Your instructions —
Copy the listing below word for word, from its first line up to and including the line with "column 112, row 405".

Given information —
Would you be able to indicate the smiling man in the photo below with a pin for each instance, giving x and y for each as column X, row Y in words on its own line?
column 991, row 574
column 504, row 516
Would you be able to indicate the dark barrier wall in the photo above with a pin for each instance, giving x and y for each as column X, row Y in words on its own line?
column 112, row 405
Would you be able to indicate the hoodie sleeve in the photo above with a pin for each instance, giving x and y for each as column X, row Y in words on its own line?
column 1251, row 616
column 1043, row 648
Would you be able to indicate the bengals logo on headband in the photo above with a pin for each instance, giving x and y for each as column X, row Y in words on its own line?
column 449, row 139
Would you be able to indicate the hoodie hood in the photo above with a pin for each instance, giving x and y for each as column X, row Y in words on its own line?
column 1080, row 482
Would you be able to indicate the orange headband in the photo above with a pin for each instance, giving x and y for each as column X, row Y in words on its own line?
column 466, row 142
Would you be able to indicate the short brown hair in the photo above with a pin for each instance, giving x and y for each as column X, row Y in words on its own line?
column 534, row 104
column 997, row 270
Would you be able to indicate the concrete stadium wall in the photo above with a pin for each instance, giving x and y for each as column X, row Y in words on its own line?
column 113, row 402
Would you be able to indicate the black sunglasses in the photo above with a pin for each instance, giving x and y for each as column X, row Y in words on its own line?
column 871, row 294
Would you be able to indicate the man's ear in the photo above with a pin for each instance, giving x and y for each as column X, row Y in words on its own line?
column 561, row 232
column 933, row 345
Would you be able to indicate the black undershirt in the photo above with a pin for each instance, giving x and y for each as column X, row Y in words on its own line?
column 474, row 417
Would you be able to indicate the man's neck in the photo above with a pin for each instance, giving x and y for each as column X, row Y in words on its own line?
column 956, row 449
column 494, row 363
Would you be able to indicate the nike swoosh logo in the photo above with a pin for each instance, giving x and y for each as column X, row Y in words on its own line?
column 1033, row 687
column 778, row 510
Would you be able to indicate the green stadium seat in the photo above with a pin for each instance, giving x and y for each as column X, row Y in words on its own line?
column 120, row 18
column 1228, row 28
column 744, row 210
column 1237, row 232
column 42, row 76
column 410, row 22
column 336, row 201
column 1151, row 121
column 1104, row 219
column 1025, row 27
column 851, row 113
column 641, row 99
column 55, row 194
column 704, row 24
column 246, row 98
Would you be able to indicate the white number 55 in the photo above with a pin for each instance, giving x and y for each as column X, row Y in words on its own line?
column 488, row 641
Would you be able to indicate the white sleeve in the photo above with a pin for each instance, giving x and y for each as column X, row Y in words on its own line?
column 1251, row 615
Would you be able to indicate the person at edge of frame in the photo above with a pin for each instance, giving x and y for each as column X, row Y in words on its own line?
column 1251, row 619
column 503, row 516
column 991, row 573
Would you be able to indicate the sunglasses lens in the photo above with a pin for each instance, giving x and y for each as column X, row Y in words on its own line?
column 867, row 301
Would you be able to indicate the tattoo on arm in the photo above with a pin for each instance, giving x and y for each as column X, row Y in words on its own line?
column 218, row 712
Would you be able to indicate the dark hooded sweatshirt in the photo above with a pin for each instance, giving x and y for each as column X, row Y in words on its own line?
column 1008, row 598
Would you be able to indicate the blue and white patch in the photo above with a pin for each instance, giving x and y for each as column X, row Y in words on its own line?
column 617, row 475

Right answer —
Would you be able to indicate the smiling man in the photo below with a pin for each instance, giving x and y for each as column X, row Y in words on its own line?
column 991, row 574
column 504, row 516
Would you be able to indicate the dark barrier wall in the photo above with a pin for each instance, giving x and y for each as column X, row Y in words on its own line?
column 112, row 405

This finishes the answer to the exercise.